## GIVEN EXERCISE
Everything from the line containing "woman with long" through the last line of the records below should be printed exactly, please, and nothing else.
>> start RECORD EXTRACTS
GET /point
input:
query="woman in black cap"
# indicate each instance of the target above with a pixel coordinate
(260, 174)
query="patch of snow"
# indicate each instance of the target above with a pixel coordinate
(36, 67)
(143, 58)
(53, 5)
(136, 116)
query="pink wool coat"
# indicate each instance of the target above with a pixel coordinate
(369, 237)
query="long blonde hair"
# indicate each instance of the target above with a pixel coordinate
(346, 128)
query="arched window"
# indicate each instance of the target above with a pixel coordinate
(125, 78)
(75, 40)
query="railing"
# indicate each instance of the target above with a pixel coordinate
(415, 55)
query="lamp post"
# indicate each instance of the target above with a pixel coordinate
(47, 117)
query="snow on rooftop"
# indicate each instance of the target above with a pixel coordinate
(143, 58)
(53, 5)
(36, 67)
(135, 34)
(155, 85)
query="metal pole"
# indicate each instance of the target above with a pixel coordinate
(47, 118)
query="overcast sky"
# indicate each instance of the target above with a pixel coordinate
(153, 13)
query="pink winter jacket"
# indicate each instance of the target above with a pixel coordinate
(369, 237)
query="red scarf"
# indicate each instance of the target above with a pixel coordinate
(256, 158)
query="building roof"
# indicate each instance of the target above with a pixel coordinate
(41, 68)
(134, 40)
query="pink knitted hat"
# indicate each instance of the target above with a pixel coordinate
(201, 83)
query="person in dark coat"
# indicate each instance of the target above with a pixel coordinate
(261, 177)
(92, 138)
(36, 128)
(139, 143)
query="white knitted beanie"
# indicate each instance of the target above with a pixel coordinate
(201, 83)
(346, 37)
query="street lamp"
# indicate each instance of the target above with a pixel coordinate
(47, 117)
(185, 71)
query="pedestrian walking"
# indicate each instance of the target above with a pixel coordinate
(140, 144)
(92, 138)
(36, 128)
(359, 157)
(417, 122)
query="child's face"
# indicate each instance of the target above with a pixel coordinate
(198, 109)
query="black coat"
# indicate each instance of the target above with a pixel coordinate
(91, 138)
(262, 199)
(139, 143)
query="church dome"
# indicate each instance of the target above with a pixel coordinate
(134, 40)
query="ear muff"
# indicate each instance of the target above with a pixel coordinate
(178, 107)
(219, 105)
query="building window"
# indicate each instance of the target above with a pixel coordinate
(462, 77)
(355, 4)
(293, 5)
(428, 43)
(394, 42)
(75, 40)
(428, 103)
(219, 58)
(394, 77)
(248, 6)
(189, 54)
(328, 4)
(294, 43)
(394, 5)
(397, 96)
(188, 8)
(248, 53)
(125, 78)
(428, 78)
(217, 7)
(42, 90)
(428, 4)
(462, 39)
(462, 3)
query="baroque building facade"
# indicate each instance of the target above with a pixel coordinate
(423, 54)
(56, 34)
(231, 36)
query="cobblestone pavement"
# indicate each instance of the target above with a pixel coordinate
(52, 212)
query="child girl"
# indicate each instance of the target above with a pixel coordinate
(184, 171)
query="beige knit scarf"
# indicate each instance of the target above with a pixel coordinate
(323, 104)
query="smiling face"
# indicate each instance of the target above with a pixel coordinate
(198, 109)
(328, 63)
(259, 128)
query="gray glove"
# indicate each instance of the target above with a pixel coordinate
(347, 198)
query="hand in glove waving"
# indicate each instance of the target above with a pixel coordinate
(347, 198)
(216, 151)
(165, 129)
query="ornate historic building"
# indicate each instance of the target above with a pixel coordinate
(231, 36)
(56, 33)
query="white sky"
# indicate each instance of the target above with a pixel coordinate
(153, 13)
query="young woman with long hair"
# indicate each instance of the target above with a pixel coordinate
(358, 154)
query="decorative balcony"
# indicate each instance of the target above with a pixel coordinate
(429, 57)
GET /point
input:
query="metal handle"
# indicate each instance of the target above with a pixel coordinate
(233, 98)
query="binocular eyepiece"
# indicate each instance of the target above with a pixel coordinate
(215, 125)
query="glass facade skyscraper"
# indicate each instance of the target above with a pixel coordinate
>> end RECORD EXTRACTS
## TASK SOLUTION
query="young woman with long hair"
# indicate each instance of the target above with a pixel coordinate
(358, 154)
query="decorative balcony"
# indicate each instance of the target above with a pixel coordinate
(429, 57)
GET /point
input:
query="metal handle"
# indicate each instance of the target above with a pixel coordinate
(233, 98)
query="binocular eyepiece"
# indicate each instance of the target above with a pixel coordinate
(215, 125)
query="glass facade skyscraper"
# indicate each instance of the target above with a pixel coordinate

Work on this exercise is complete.